- **Complete the following**:
#1 From the equipment terms, print the passage between "(c) For any" and "purchase of the Equipment.", inclusive.
#2 In the equipment terms, how long after delivery does the Customer have to send Hyland written notice rejecting the Equipment before it counts as accepted?

- **Passage given**:
1.  Notwithstanding anything to the contrary in the Agreement, (i) the Device Software is licensed on a perpetual basis; and (ii) the Device Software is licensed only for use on the Equipment with which it is intended to be used. 

 

2.  The initial Equipment Support period shall begin upon Delivery of the Equipment and, unless otherwise notified by Customer to Hyland with thirty (30) days in advance, will renew annually for additional consecutive periods of 1 (one) year. Customer shall pay Equipment Support fees to Hyland annually, in advance, in such amounts as invoiced by Hyland, and such invoices shall be paid by Customer in accordance with the Agreement. 

 

3.   Delivery of Equipment shall be F.O.B. Hyland’s (or its affiliate’s) offices and Hyland will select the shipping method and carrier. Subject to Section 4 below, title, risk of damage and/or loss will pass to Customer at Hyland’s facility. Equipment fees include the cost of shipping via Hyland’s standard transportation methods (ground, for U.S. shipments) and associated transit insurance. Purchaser may request alternate shipment methods at their expense. For any imports of tangible product, Customer (the purchaser) will serve as the importer of record.

 

4.  Customer will inspect and accept or reject the Equipment promptly upon delivery of the Equipment. If the Equipment is found to be damaged, Hyland will either replace the Equipment with comparable new equipment, or refund the Equipment fees paid to Hyland for the Equipment. Failure to provide Hyland written notice of rejection of the Equipment within five (5) calendar days following delivery of the Equipment will be deemed acceptance of the Equipment.

 

5.  During any Equipment Support period, Hyland will replace defective Equipment according to the following:

 

(a) Provided that Customer is current in its payment of annual Equipment Support fees, Customer may notify Hyland of Equipment failure by submitting a support request online or calling Hyland’s Equipment Support team on Business Days. Hyland and Customer’s Technical Contact will cooperate to attempt to remedy any Equipment issues without need for Equipment replacement; however, if Hyland is unable to reasonably correct an Equipment failure, Customer may request Hyland to issue Replacement Equipment to Customer. Customer requests for Replacement Equipment processed by Hyland before 2:00pm PT (14:00 CET), will be shipped on the same day. For requests processed after 2:00pm PT (14:00 CET), Hyland will ship Replacement Equipment to Customer on the following Business Day.

 

(b) Customer has ten (10) Business Days from receipt of Replacement Equipment to return the defective Equipment to a location specified by Hyland. Returned Equipment becomes the property of Hyland. If the defective Equipment is not received at the specified location within ten (10) Business Days of Customer’s receipt of the Replacement Equipment, Customer will pay the replacement cost of a new, similar product.

 

(c) For any shipment of Replacement Equipment to Customer, Hyland will pay all freight expenses, obtain adequate insurance for replacement cost, and bear the risk of loss during shipment. For any shipment of defective Equipment to Hyland during the ten (10) Business Day period, Hyland will pay all freight expenses, obtain adequate insurance for replacement cost, and bear the risk of loss during shipment, provided Customer follows Hyland’s guidelines for return of the Equipment provided to Customer.

 

(d) In no event will Equipment Support be available more than five (5) years from the date of purchase of the Equipment.

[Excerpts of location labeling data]
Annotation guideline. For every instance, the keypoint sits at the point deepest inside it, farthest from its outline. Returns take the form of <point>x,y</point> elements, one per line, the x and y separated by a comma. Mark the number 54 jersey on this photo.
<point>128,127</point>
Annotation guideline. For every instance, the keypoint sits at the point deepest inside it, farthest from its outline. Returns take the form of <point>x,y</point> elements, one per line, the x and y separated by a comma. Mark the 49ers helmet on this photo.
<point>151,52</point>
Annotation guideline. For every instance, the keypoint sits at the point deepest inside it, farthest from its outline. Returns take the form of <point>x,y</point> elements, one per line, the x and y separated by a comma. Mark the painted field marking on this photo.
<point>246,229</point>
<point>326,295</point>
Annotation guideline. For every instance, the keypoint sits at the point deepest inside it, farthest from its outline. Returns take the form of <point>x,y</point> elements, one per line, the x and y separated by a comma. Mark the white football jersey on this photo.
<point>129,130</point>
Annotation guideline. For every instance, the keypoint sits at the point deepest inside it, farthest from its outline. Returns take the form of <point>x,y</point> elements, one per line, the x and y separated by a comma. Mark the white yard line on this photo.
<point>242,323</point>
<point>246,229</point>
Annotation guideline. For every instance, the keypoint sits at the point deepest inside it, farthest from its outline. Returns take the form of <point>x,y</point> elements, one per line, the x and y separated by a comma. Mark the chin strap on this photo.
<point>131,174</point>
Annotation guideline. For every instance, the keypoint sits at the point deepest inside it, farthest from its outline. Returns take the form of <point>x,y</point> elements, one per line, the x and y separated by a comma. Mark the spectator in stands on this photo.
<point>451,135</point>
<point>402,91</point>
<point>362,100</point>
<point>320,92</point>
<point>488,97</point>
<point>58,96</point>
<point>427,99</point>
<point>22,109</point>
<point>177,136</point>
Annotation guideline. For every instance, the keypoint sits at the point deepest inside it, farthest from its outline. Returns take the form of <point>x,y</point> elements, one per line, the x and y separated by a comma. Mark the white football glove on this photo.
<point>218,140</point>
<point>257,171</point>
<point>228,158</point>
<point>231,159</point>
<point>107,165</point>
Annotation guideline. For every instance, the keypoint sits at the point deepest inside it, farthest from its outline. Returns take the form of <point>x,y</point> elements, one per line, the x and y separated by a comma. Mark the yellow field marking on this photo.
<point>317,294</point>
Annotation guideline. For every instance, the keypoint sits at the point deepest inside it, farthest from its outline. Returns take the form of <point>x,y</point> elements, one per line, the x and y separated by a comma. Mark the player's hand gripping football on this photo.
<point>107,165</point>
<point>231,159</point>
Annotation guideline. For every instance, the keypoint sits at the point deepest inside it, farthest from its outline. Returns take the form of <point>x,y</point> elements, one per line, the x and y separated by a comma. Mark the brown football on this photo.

- **Results for the exercise**:
#1
(c) For any shipment of Replacement Equipment to Customer, Hyland will pay all freight expenses, obtain adequate insurance for replacement cost, and bear the risk of loss during shipment. For any shipment of defective Equipment to Hyland during the ten (10) Business Day period, Hyland will pay all freight expenses, obtain adequate insurance for replacement cost, and bear the risk of loss during shipment, provided Customer follows Hyland’s guidelines for return of the Equipment provided to Customer.

 

(d) In no event will Equipment Support be available more than five (5) years from the date of purchase of the Equipment.

#2 Five (5) calendar days following delivery of the Equipment.